======== SUPPLIED ENTRIES

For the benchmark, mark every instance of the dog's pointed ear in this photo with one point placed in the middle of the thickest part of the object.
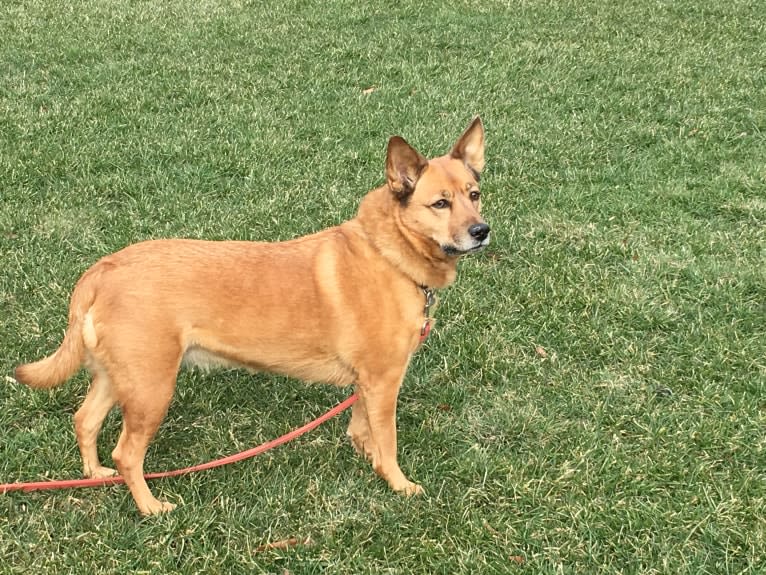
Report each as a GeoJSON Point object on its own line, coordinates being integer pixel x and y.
{"type": "Point", "coordinates": [404, 164]}
{"type": "Point", "coordinates": [470, 147]}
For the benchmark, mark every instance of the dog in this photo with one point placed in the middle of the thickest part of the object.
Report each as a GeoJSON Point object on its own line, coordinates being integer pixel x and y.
{"type": "Point", "coordinates": [348, 305]}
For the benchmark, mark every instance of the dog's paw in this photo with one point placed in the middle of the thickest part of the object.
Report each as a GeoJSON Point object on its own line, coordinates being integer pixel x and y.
{"type": "Point", "coordinates": [409, 489]}
{"type": "Point", "coordinates": [100, 472]}
{"type": "Point", "coordinates": [157, 507]}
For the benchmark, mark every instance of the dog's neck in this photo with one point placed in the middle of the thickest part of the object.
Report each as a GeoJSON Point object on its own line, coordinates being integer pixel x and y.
{"type": "Point", "coordinates": [416, 256]}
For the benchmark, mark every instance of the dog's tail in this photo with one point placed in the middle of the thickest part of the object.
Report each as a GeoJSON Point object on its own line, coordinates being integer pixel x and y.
{"type": "Point", "coordinates": [66, 360]}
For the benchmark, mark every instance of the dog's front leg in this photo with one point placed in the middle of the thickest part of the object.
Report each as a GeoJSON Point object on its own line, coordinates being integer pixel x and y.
{"type": "Point", "coordinates": [373, 431]}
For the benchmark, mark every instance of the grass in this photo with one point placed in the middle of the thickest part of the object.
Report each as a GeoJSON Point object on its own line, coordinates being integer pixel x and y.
{"type": "Point", "coordinates": [593, 398]}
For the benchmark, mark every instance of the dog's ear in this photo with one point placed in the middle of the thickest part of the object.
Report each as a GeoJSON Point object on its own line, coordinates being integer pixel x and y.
{"type": "Point", "coordinates": [470, 147]}
{"type": "Point", "coordinates": [404, 164]}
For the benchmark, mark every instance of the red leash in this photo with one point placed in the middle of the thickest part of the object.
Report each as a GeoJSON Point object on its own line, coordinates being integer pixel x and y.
{"type": "Point", "coordinates": [117, 480]}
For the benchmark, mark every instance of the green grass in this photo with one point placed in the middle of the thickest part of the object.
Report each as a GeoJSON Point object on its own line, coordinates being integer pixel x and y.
{"type": "Point", "coordinates": [593, 400]}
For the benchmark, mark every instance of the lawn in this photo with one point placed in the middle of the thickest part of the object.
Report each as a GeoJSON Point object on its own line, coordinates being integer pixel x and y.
{"type": "Point", "coordinates": [593, 399]}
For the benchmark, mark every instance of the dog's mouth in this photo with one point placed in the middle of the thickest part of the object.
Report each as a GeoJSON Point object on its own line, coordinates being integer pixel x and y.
{"type": "Point", "coordinates": [453, 250]}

================

The records above must be transcribed exactly. Pictures are left out of the copy.

▶ SOLUTION
For the benchmark, mark every instance of the dog's pointed ear in this photo with one point placed in the middle of the thickest part of the object.
Report each as a GeoJSON Point object on its own line, coordinates being integer pixel x and y.
{"type": "Point", "coordinates": [404, 164]}
{"type": "Point", "coordinates": [470, 147]}
For the benchmark, mark every instance of the dog in this photo with one point placed in the middle of the thickest part of the object.
Report each as a GeoJSON Point object on its own line, coordinates being integer pixel x and y.
{"type": "Point", "coordinates": [348, 305]}
For the benchmark, mark every instance of the dog's paw in this photo with one point placed in the middle of the thickest part of the object.
Report each as a GeoJSON Point object on its own line, coordinates being integer pixel x and y.
{"type": "Point", "coordinates": [409, 489]}
{"type": "Point", "coordinates": [100, 472]}
{"type": "Point", "coordinates": [157, 507]}
For the benchmark, mark every instance of the dog's neck in this photo with one point placed in the middle of the thickest part of the object.
Report each as a GeoJSON Point object on its own line, coordinates being integer pixel x and y.
{"type": "Point", "coordinates": [416, 256]}
For the benchmark, mark every instance of the dog's tail in this photo with one point placed in the middle of the thickest part of the object.
Report each as a GeoJSON Point object on its own line, coordinates being integer pixel x and y.
{"type": "Point", "coordinates": [66, 360]}
For the benchmark, mark every instance of the dog's front leg in this photo with one point placed in the middle of the thickest part of the object.
Report each as a GeoJSON Point object on its own line, coordinates being integer pixel x and y.
{"type": "Point", "coordinates": [373, 431]}
For the benchmark, mark every instance of the grass in this photo with one point placed in the middle of the thickest part of the object.
Report each as a GeoJSON Point object on its own line, coordinates being integer pixel x and y.
{"type": "Point", "coordinates": [593, 398]}
For the benchmark, mark every instance of the dog's ear in this photo with one point placed in the middle of the thickest part of the object.
Report each as a GeoJSON Point object on its own line, coordinates being integer pixel x and y.
{"type": "Point", "coordinates": [470, 147]}
{"type": "Point", "coordinates": [404, 164]}
For the benchmark, mark every instance of the red leash in this photo with one point placed in the middle of the thickest part of the object.
Report each as a GeoJSON Point object on its own line, coordinates being integer pixel x and y.
{"type": "Point", "coordinates": [117, 480]}
For the benchmark, mark every instance of the green grass in this photo with one point placed in the middle of the thickest part of the object.
Report each as a GeoJSON Point object on its own line, coordinates being integer pixel x and y.
{"type": "Point", "coordinates": [593, 400]}
For the benchmark, mark every instance of the lawn in this photo with one point placed in the middle of the thickest part of the object.
Report each as a GeoJSON Point object on its own line, coordinates being integer pixel x and y.
{"type": "Point", "coordinates": [593, 399]}
For the benchmark, mark every instance of the dog's mouth in this photo with one point placed in the middle of the thickest part of the object.
Report each as a GeoJSON Point object on its own line, coordinates being integer pixel x and y.
{"type": "Point", "coordinates": [453, 250]}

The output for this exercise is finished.